▶ Extracted information:
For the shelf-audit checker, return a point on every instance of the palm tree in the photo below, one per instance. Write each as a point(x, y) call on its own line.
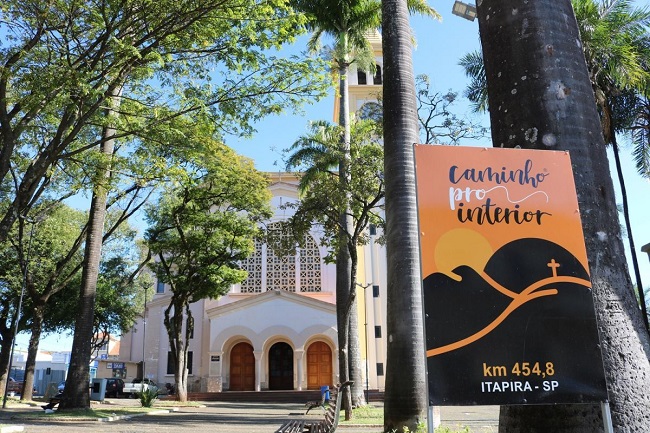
point(405, 400)
point(615, 43)
point(348, 23)
point(559, 109)
point(323, 201)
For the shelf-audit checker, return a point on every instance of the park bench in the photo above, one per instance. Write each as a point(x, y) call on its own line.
point(326, 425)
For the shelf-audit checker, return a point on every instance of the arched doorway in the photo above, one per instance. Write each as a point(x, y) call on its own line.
point(242, 368)
point(280, 366)
point(319, 365)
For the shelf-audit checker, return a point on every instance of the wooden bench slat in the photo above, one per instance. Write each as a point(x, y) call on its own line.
point(327, 425)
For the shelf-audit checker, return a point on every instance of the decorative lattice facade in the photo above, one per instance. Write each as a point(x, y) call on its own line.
point(293, 273)
point(253, 264)
point(310, 274)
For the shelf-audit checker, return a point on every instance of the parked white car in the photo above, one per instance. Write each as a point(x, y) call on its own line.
point(138, 385)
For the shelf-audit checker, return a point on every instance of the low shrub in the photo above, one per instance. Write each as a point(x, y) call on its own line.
point(148, 397)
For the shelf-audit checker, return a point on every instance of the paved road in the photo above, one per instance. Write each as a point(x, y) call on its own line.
point(237, 418)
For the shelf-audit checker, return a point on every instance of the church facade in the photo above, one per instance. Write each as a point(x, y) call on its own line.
point(277, 329)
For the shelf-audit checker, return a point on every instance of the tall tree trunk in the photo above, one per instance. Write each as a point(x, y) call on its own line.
point(540, 97)
point(630, 237)
point(76, 395)
point(356, 366)
point(405, 400)
point(178, 345)
point(32, 352)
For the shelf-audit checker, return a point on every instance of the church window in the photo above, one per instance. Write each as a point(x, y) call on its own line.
point(361, 77)
point(377, 78)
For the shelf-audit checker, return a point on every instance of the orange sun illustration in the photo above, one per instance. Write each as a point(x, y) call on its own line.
point(461, 247)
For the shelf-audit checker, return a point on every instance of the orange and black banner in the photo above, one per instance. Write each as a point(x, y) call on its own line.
point(507, 296)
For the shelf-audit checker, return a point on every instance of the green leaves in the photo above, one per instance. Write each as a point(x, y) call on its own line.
point(204, 225)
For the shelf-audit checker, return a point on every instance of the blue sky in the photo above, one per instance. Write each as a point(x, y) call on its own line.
point(439, 47)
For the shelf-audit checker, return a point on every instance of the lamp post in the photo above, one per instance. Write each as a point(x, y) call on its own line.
point(365, 319)
point(20, 304)
point(464, 10)
point(144, 334)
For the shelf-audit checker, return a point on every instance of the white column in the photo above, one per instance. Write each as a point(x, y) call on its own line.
point(299, 355)
point(258, 369)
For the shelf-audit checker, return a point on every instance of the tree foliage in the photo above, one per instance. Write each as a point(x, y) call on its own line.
point(62, 60)
point(199, 231)
point(316, 156)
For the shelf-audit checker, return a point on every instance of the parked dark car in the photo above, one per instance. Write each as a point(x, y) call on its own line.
point(114, 387)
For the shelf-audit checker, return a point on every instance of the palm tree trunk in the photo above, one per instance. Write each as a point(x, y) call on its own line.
point(343, 259)
point(356, 389)
point(76, 394)
point(6, 335)
point(32, 351)
point(540, 97)
point(405, 400)
point(630, 237)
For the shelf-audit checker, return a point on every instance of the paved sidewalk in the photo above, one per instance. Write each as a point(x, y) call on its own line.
point(221, 417)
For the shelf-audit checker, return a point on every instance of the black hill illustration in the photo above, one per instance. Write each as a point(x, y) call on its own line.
point(531, 303)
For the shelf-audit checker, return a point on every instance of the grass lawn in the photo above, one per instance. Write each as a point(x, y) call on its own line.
point(370, 415)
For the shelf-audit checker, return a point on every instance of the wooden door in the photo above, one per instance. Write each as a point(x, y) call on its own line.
point(280, 367)
point(242, 368)
point(319, 365)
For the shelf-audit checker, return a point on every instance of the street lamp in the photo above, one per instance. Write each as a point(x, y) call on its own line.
point(365, 319)
point(20, 302)
point(464, 10)
point(144, 333)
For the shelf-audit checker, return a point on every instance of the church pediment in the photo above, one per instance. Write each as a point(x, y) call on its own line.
point(278, 300)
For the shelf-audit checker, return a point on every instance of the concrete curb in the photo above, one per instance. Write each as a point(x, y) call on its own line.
point(12, 428)
point(121, 417)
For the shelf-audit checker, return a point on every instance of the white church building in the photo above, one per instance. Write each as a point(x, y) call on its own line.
point(277, 329)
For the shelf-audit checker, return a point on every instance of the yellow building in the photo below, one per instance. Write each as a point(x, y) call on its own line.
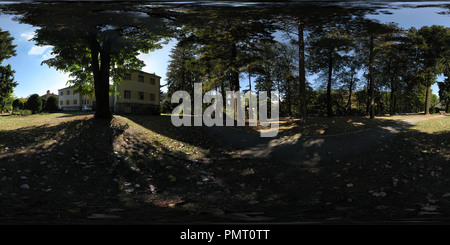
point(138, 94)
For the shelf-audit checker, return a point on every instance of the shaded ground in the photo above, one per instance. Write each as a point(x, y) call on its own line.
point(71, 168)
point(310, 149)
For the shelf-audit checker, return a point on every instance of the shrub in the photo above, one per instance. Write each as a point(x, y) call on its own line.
point(34, 103)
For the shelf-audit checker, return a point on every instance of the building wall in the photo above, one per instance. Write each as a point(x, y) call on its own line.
point(68, 99)
point(138, 93)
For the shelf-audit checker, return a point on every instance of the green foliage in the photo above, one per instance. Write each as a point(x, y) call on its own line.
point(7, 85)
point(51, 104)
point(34, 103)
point(444, 93)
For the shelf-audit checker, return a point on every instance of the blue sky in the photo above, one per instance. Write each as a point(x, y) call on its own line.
point(36, 78)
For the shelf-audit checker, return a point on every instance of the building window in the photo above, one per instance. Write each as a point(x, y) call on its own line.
point(141, 79)
point(127, 94)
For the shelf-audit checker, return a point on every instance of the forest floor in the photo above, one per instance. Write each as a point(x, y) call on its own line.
point(70, 168)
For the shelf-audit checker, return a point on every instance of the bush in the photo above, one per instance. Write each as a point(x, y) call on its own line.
point(51, 104)
point(34, 103)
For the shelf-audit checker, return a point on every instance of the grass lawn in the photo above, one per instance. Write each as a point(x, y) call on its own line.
point(71, 168)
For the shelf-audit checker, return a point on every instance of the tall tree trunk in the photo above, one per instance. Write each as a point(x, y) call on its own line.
point(371, 82)
point(427, 100)
point(234, 77)
point(288, 96)
point(101, 59)
point(349, 101)
point(301, 71)
point(392, 99)
point(330, 73)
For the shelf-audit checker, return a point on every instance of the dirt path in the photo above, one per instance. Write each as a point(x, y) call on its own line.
point(314, 149)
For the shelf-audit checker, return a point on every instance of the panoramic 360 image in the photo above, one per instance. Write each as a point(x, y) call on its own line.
point(232, 112)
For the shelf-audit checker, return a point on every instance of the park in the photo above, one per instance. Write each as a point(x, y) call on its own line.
point(363, 129)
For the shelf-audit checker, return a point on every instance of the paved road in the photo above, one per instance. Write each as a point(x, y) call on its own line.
point(314, 149)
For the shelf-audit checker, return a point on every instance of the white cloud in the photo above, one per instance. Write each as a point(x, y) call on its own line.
point(38, 50)
point(27, 35)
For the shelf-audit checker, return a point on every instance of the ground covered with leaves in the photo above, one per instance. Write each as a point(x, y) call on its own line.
point(72, 168)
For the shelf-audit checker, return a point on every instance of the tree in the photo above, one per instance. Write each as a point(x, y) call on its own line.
point(225, 36)
point(372, 35)
point(444, 93)
point(349, 78)
point(393, 64)
point(34, 103)
point(7, 84)
point(95, 42)
point(328, 51)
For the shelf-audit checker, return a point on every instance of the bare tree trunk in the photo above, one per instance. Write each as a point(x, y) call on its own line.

▶ Exercise:
Go back through all the entries and switch "shelf-audit checker" to "map-annotation tool" wherever it occurs, leaving everything else unchanged. Give the revised lines without the pictures.

▶ Answer to the task:
For the map-annotation tool, return a point on every instance of the palm tree in the photo below, one per instance. Write each as a point(x, y) call on its own line.
point(405, 400)
point(615, 43)
point(348, 23)
point(559, 109)
point(323, 201)
For the map-annotation tool, return a point on every instance of the park bench in the photo above, one per instance. Write each as a point(x, y) call on its own line.
point(326, 425)
For the map-annotation tool, return a point on every instance of the arched doorway in the photo above, one per instance. Write each as a point(x, y) call on its own line.
point(242, 368)
point(280, 366)
point(319, 365)
For the map-annotation tool, return a point on every instance of the wooden bench slat in the photo above, one per instance. Write each as a point(x, y) call on its own line.
point(327, 425)
For the map-annotation tool, return a point on every instance of the decorative lattice facade in the photo above, one per instance. Write each as a point(x, y) call on its own line.
point(293, 273)
point(253, 264)
point(310, 274)
For the map-annotation tool, return a point on every instance of the parked white car in the photo above, one per instance. Write each as a point(x, y) call on its own line.
point(138, 385)
For the map-annotation tool, return a point on every instance of the low shrub in the photo above, one per instance. Write each as a point(x, y) call on its own line.
point(148, 397)
For the map-annotation tool, return a point on every instance of the paved road in the photo above, one per instance. Write each as a point(x, y) call on its own line.
point(237, 418)
For the map-annotation tool, return a point on every instance of the church facade in the photo above, one per instance. Write each as a point(x, y) call on its own line.
point(277, 329)
For the map-annotation tool, return a point on every instance of the tall tree trunk in the photo above, one per instance. Write each as a point(x, y) call on its own line.
point(540, 97)
point(630, 237)
point(76, 395)
point(356, 366)
point(405, 400)
point(178, 345)
point(32, 352)
For the map-annotation tool, return a point on every instance of the church window in the photo above, one per instance. Write each as a point(x, y) call on its own line.
point(361, 77)
point(377, 78)
For the map-annotation tool, return a point on every instance of the orange sun illustration in the photo above, one per instance. Write each as a point(x, y) call on its own line.
point(461, 247)
For the map-annotation tool, return a point on every instance of the orange and black banner in the photo above, one per instance. Write each as a point(x, y) call on its own line.
point(507, 296)
For the map-annotation tool, return a point on every instance of the green leaves in the photo above, one per instance. Write each as a point(x, y) call on its own line.
point(204, 225)
For the map-annotation tool, return a point on every instance of the blue sky in the photo above, one per instance. Write each as a point(x, y) call on its own line.
point(439, 47)
For the map-annotation tool, return a point on every instance of the lamp post in the photo above, one per instance. Write each as a point(x, y) call on its own line.
point(365, 319)
point(20, 304)
point(464, 10)
point(144, 334)
For the map-annotation tool, return a point on every instance of the white column in the photo above, one per instance. Write each as a point(x, y) call on its own line.
point(299, 355)
point(258, 369)
For the map-annotation tool, return a point on every instance of the tree foliage in the photo above, one per instance. Write each as a point(x, y) call on its own line.
point(62, 60)
point(199, 231)
point(316, 156)
For the map-annotation tool, return a point on every instance of the parked dark car in the photo above, one per instance. Write each as a point(x, y) call on its own line.
point(114, 387)
For the map-annotation tool, return a point on every instance of the palm tree trunk in the photo above, one per instance. Write each as a point(x, y) call on its own line.
point(343, 259)
point(356, 389)
point(76, 394)
point(6, 335)
point(32, 351)
point(540, 97)
point(405, 400)
point(630, 237)
For the map-annotation tool, return a point on every instance of the paved sidewalk in the photo above, one per instance. Write each as a point(x, y) call on its own line.
point(221, 417)
For the map-annotation tool, return a point on every instance of the black hill illustration in the photo above, one per instance. Write each as a point(x, y) call on its own line.
point(531, 303)
For the map-annotation tool, return a point on every instance of the grass lawn in the photo above, one per instance. Write each as a point(x, y) call on its own line.
point(370, 415)
For the map-annotation tool, return a point on every instance of the wooden door in the photo above, one per instance. Write each as a point(x, y) call on its own line.
point(280, 367)
point(242, 368)
point(319, 365)
For the map-annotation tool, return a point on every instance of the street lamp in the photo above, one per instance. Write each as a point(x, y) call on its own line.
point(365, 319)
point(20, 302)
point(464, 10)
point(144, 333)
For the map-annotation tool, return a point on every instance of the church pediment in the photo above, one per instance. Write each as a point(x, y) call on its own line.
point(278, 300)
For the map-annotation tool, return a point on every instance of the concrete curb in the photo above, one per instance. Write each as a point(x, y) call on its own line.
point(12, 428)
point(121, 417)
For the map-annotation tool, return a point on every instance of the white church building in the photo above, one per instance. Write each as a point(x, y) call on its own line.
point(277, 329)
For the map-annotation tool, return a point on every instance of the yellow building in the photo below, one per instance. Write each as a point(x, y) call on its own line.
point(138, 94)
For the map-annotation tool, return a point on every instance of the shaded ground in the photo above, one per instance. Write each as a point(x, y) call on its own line.
point(71, 168)
point(310, 149)
For the map-annotation tool, return a point on every instance of the shrub in the photo above, one per instance. Write each as a point(x, y) call on its own line.
point(34, 103)
For the map-annotation tool, return a point on every instance of the building wall in the photo above, one per instance. Write each as a point(x, y) call on its own line.
point(68, 99)
point(138, 93)
For the map-annotation tool, return a point on every instance of the green foliage in the photo above, one per instance. Write each as a point(x, y) call on its own line.
point(7, 85)
point(51, 104)
point(34, 103)
point(444, 93)
For the map-annotation tool, return a point on every instance of the blue sky in the photo above, one per instance. Write each as a point(x, y) call on its own line.
point(36, 78)
For the map-annotation tool, return a point on every instance of the building window in the photo above, one per instance. Write each as a point(x, y) call on its own line.
point(141, 79)
point(127, 94)
For the map-annotation tool, return a point on every instance of the forest floor in the photo above, one per instance. Write each as a point(x, y) call on its own line.
point(70, 168)
For the map-annotation tool, return a point on every instance of the bush in the photo above, one per instance. Write each as a point(x, y) call on its own line.
point(51, 104)
point(34, 103)
For the map-annotation tool, return a point on every instance of the grass lawn in the photo above, one per instance. Write each as a point(x, y) call on its own line.
point(71, 168)
For the map-annotation tool, return a point on every instance of the tall tree trunk in the photo above, one per instance. Write each as a point(x, y) call on its own line.
point(371, 82)
point(427, 100)
point(234, 77)
point(288, 96)
point(101, 59)
point(349, 101)
point(301, 71)
point(392, 99)
point(330, 73)
For the map-annotation tool, return a point on every instance of the dirt path in the photo above, one per instance. Write each as a point(x, y) call on its own line.
point(314, 149)
For the map-annotation tool, return a point on every instance of the panoramic 360 image in the photo above, one per instance. Write each as a point(x, y) call on its own line.
point(232, 112)
For the map-annotation tool, return a point on every instance of the park in the photo above, one per instance. Write each as a point(x, y) call on its own line.
point(363, 129)
For the map-annotation tool, return a point on every instance of the paved road in the photo above, one per instance. Write each as a point(x, y) call on its own line.
point(314, 149)
For the map-annotation tool, return a point on every instance of the white cloud in the photo above, one per instance. Write each as a point(x, y) call on its own line.
point(38, 50)
point(27, 35)
For the map-annotation tool, return a point on every instance of the ground covered with leaves in the photo above, one per instance. Write each as a point(x, y) call on its own line.
point(72, 168)
For the map-annotation tool, return a point on every instance of the tree in the photo above, one per instance. Write each as a point(x, y) call on its own line.
point(225, 36)
point(372, 35)
point(444, 93)
point(349, 78)
point(393, 64)
point(34, 103)
point(7, 84)
point(95, 42)
point(328, 51)
For the map-annotation tool, return a point on every instance of the bare tree trunk in the photo above, one per instance. Write each as a point(x, y) call on its own line.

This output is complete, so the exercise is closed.